### Exercise description
All of the entries below should be returned verbatim, apart from the pictures.

### Source data
★ ★ ★ ★ ★ ★ ★
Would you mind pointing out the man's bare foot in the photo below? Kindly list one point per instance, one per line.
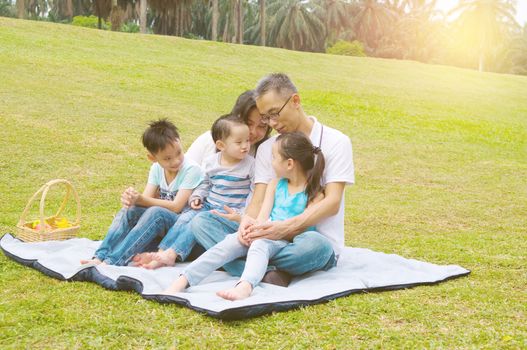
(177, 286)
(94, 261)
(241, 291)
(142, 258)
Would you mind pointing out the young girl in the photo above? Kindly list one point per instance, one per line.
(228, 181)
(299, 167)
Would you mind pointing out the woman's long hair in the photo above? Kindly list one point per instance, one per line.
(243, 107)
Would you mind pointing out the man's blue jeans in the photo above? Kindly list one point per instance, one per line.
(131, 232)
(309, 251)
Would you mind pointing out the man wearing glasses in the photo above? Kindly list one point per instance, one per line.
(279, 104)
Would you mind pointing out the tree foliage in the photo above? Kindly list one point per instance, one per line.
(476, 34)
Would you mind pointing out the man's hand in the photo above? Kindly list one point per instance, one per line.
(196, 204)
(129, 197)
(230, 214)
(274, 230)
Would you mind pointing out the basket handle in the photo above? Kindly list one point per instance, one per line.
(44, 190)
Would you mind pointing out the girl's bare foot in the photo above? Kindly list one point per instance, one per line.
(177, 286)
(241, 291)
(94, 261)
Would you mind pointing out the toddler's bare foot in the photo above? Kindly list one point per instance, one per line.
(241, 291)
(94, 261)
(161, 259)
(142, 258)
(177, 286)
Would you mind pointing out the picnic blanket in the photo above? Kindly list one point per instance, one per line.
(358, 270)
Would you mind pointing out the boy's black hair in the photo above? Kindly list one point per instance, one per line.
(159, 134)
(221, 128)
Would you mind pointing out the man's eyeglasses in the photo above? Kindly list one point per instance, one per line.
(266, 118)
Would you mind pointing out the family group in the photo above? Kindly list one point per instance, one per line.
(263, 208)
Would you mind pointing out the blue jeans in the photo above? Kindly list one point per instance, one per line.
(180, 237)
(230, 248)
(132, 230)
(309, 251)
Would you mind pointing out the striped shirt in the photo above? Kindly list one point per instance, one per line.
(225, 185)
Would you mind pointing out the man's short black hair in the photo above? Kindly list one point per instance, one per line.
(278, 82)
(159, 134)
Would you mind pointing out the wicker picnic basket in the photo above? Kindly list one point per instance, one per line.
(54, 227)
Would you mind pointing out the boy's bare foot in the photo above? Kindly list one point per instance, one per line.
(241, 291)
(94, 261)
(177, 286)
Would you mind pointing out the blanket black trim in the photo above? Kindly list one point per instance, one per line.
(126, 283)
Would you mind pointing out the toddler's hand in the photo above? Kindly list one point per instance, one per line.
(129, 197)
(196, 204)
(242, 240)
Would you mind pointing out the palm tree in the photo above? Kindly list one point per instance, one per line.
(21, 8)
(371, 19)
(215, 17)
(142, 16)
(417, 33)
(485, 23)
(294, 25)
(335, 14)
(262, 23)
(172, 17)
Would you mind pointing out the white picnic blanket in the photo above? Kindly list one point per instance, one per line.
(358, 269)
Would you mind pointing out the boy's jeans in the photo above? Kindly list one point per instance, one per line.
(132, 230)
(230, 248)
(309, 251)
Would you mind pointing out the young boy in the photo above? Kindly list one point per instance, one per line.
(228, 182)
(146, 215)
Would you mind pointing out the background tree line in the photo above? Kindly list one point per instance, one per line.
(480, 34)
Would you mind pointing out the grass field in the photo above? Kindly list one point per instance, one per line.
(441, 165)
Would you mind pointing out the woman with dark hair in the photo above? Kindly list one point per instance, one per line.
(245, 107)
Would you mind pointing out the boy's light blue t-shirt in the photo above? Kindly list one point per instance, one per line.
★ ★ ★ ★ ★ ★ ★
### Task response
Would you mind pointing out the man's bare foot in the photo below? Kindly list one point per instance, one per line.
(177, 286)
(94, 261)
(241, 291)
(142, 258)
Would you mind pointing out the young girl in the photo above? Kindly list one point per instance, one per line.
(228, 181)
(299, 167)
Would you mind pointing out the woman's long hair in the photo above? Kindly list one point per instance, one per line.
(243, 107)
Would you mind pointing out the man's blue jeans in the photo above? Kindly list one point per instance, one per line.
(131, 232)
(309, 251)
Would you mind pointing out the man wearing glasses in the photo above? Kindly list one point per instance, one per line.
(279, 104)
Would you mind pointing out the tree foliage in the photo above? Kindly list one point per instance, one per line.
(476, 34)
Would you mind pointing out the man's hand in the photo above? Kindly list one point per instance, one per line.
(196, 204)
(129, 197)
(230, 214)
(274, 230)
Would you mind pointing out the basket handle in the photo above? Kindly list one point per instance, one per line.
(44, 190)
Would you mind pointing out the girl's bare foot in the photo above? Kindly list one point per instance, one per line.
(177, 286)
(241, 291)
(94, 261)
Would you mind pointing out the toddler's bare foot in the photo above? Kindly list one point per instance, one per line.
(241, 291)
(94, 261)
(161, 259)
(142, 258)
(177, 286)
Would you mind pointing out the picnic blanket in the photo above? Kindly list one point per instance, one per line.
(358, 270)
Would you mind pointing out the boy's black hair in the photo above? Kindly list one point per instance, one per line.
(159, 134)
(221, 128)
Would you mind pointing out the man's eyeglasses in the photo above? Kindly list one point per instance, one per line.
(266, 118)
Would you mind pointing out the family group in the photo above? Kindly list one point per instance, one per line.
(263, 208)
Would you mind pointing out the blue jeans in the photo above? Kindly list one point per instance, one per line.
(180, 237)
(230, 248)
(132, 230)
(309, 251)
Would you mind pointing out the striped shirt in the photo above? Kindly list one point per instance, one per line.
(225, 185)
Would you mind pointing out the man's short black hair in the photo above? Kindly list one point per instance, one per line.
(278, 82)
(159, 134)
Would you mind pointing out the wicker picnic basket in the photo above? Kindly list one point per instance, one per line.
(54, 227)
Would you mind pointing out the boy's bare foot in the photo above? Kindly list one point per instance, one per line.
(241, 291)
(94, 261)
(177, 286)
Would you mind pointing out the blanket black trim in the photo above? Kindly list one point per instance, one per line.
(126, 283)
Would you mind pointing out the toddler's hand in the photo above? Kindly list one point per instance, one per line.
(129, 197)
(196, 204)
(242, 240)
Would you mind pointing out the palm tree in the photo above? Kindly list one point per instance, one per line.
(21, 8)
(371, 19)
(215, 17)
(142, 16)
(417, 33)
(485, 23)
(294, 25)
(335, 14)
(262, 23)
(172, 17)
Would you mind pointing out the white picnic blanket in the photo above? Kindly list one point per instance, one per line.
(358, 269)
Would you mind pointing out the boy's jeans in the photo above? Kindly list one point per instance, one per line.
(132, 230)
(230, 248)
(309, 251)
Would you mind pointing out the young boy in the photo above? Kindly list one point per instance, one per line.
(228, 182)
(146, 215)
Would you mind pointing out the background tree line in the photo above? Kindly list one point per instance, one per line.
(480, 34)
Would you mind pointing out the grass field in the photo above? Kindly list one point per instance, one per line.
(441, 165)
Would you mind pointing out the woman with dark hair in the photo above? Kindly list one point per instance, one per line.
(245, 107)
Would you mind pointing out the boy's light blue t-shirt in the photo above? Kindly list one point per instance, one per line.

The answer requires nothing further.